**WORK TO DO**
[1] Reproduce the part of the Swissvax thread that opens with the words containing "For anyone interested....Utopia" and closes with "too cheap ;-)".
[2] Translate into Spanish this sentence from the Swissvax thread: "Not the case in my experience and I've applied it to over 50 vehicles now but if that's what Swissvax advise then fair enough."

**EXTRACT**
———
It should not be left on the car for more than maximum 15 min. (that is the same for most Swissvax waxes) They have done some research on this, and if you leave it longer, too much of the wax will dry up, and it will not leave as much as it should on the paint.

So wax on the car for 10-15 min, buff it off, and leave the car without touching the pain, for 3 hours.


----------



## Billio (Oct 29, 2013)

TCS said:


> It should not be left on the car for more than maximum 15 min. (that is the same for most Swissvax waxes) They have done some research on this, and if you leave it longer, too much of the wax will dry up, and it will not leave as much as it should on the paint.
> 
> So wax on the car for 10-15 min, buff it off, and leave the car without touching the pain, for 3 hours.


Not the case in my experience and I've applied it to over 50 vehicles now but if that's what Swissvax advise then fair enough.


----------



## Billio (Oct 29, 2013)

sm81 said:


> Not very economical then. Would imagine that should get about 35-40 layers of it. Why it "need"all those products prior to wax?


"all those products prior to wax" are standard and necessary prep.....you don't have to splash out on the Swissvax versions though but it's only natural that they push their own products.


----------



## Billio (Oct 29, 2013)

For anyone interested....Utopia is now available to purchase in the UK:

http://www.swissvax.co.uk/product_detail/wax_products/utopia_2

bit pricey though.....i sold way too cheap ;-)


----------
———
**STORED ROWS**
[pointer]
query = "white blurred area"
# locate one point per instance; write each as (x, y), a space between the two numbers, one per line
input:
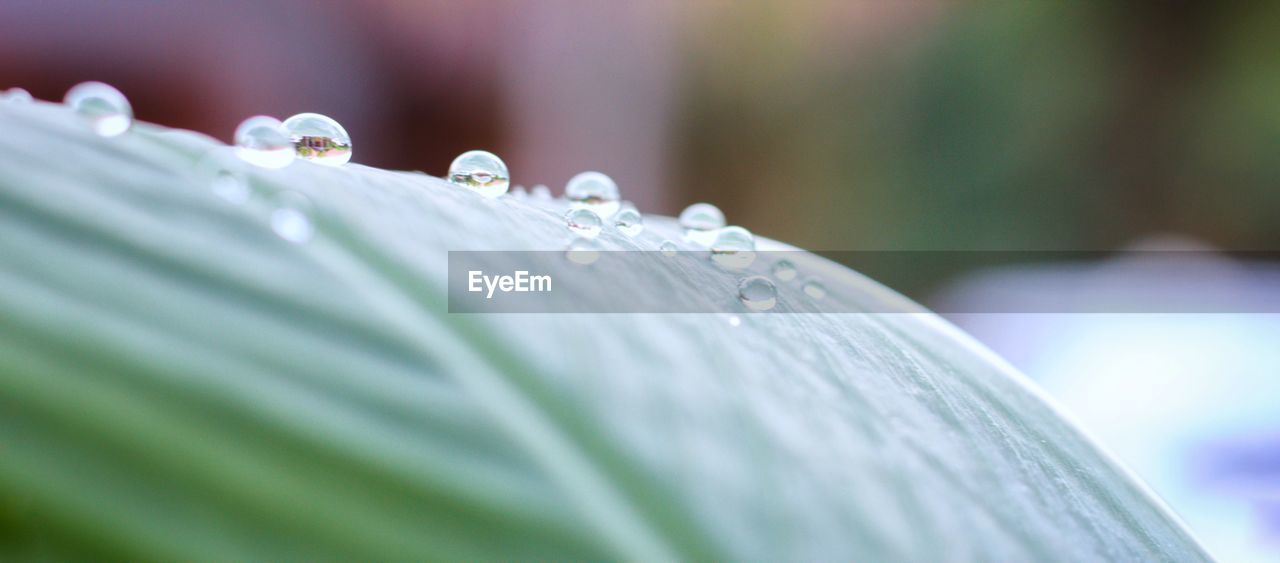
(1191, 402)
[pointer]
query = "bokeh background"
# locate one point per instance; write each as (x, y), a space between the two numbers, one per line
(828, 124)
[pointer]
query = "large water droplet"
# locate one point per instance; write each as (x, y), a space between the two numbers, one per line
(480, 170)
(814, 288)
(757, 293)
(105, 108)
(668, 248)
(291, 219)
(229, 186)
(16, 96)
(734, 248)
(629, 222)
(700, 223)
(583, 251)
(265, 142)
(319, 138)
(784, 270)
(583, 222)
(593, 191)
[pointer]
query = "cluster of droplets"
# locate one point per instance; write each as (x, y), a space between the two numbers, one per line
(593, 197)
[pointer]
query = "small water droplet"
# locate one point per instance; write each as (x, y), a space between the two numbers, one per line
(757, 293)
(105, 108)
(629, 222)
(16, 96)
(265, 142)
(291, 218)
(668, 248)
(784, 270)
(583, 222)
(734, 248)
(593, 191)
(583, 251)
(229, 186)
(700, 223)
(319, 138)
(814, 288)
(480, 170)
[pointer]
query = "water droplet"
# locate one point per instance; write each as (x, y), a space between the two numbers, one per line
(229, 186)
(757, 293)
(265, 142)
(629, 222)
(583, 251)
(319, 138)
(593, 191)
(784, 270)
(734, 248)
(105, 108)
(16, 96)
(668, 248)
(291, 218)
(480, 170)
(583, 222)
(814, 288)
(700, 223)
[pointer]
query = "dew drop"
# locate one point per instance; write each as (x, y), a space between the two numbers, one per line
(16, 96)
(319, 138)
(700, 223)
(757, 293)
(814, 288)
(583, 251)
(265, 142)
(629, 222)
(784, 270)
(480, 170)
(593, 191)
(105, 109)
(583, 222)
(229, 186)
(734, 248)
(291, 218)
(668, 248)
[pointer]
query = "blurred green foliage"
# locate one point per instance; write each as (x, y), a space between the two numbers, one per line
(991, 126)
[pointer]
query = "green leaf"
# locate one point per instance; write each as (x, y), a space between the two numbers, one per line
(178, 383)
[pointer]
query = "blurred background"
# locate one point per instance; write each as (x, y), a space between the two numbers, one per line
(828, 124)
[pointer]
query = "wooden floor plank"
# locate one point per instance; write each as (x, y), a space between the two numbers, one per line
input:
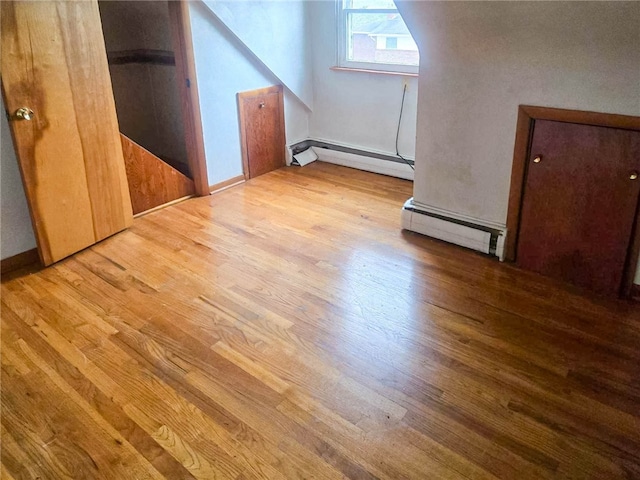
(287, 328)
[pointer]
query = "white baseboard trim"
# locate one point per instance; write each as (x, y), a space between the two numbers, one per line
(369, 164)
(486, 237)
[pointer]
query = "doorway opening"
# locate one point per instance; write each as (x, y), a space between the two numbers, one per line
(146, 43)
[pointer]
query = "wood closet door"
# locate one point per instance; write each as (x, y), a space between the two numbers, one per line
(262, 130)
(54, 63)
(579, 203)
———
**SOLUTIONS BELOW**
[1]
For anyone interested....Utopia is now available to purchase in the UK:

http://www.swissvax.co.uk/product_detail/wax_products/utopia_2

bit pricey though.....i sold way too cheap ;-)

[2] No ha sido así en mi experiencia, y ya lo he aplicado en más de 50 vehículos, pero si eso es lo que recomienda Swissvax, me parece bien.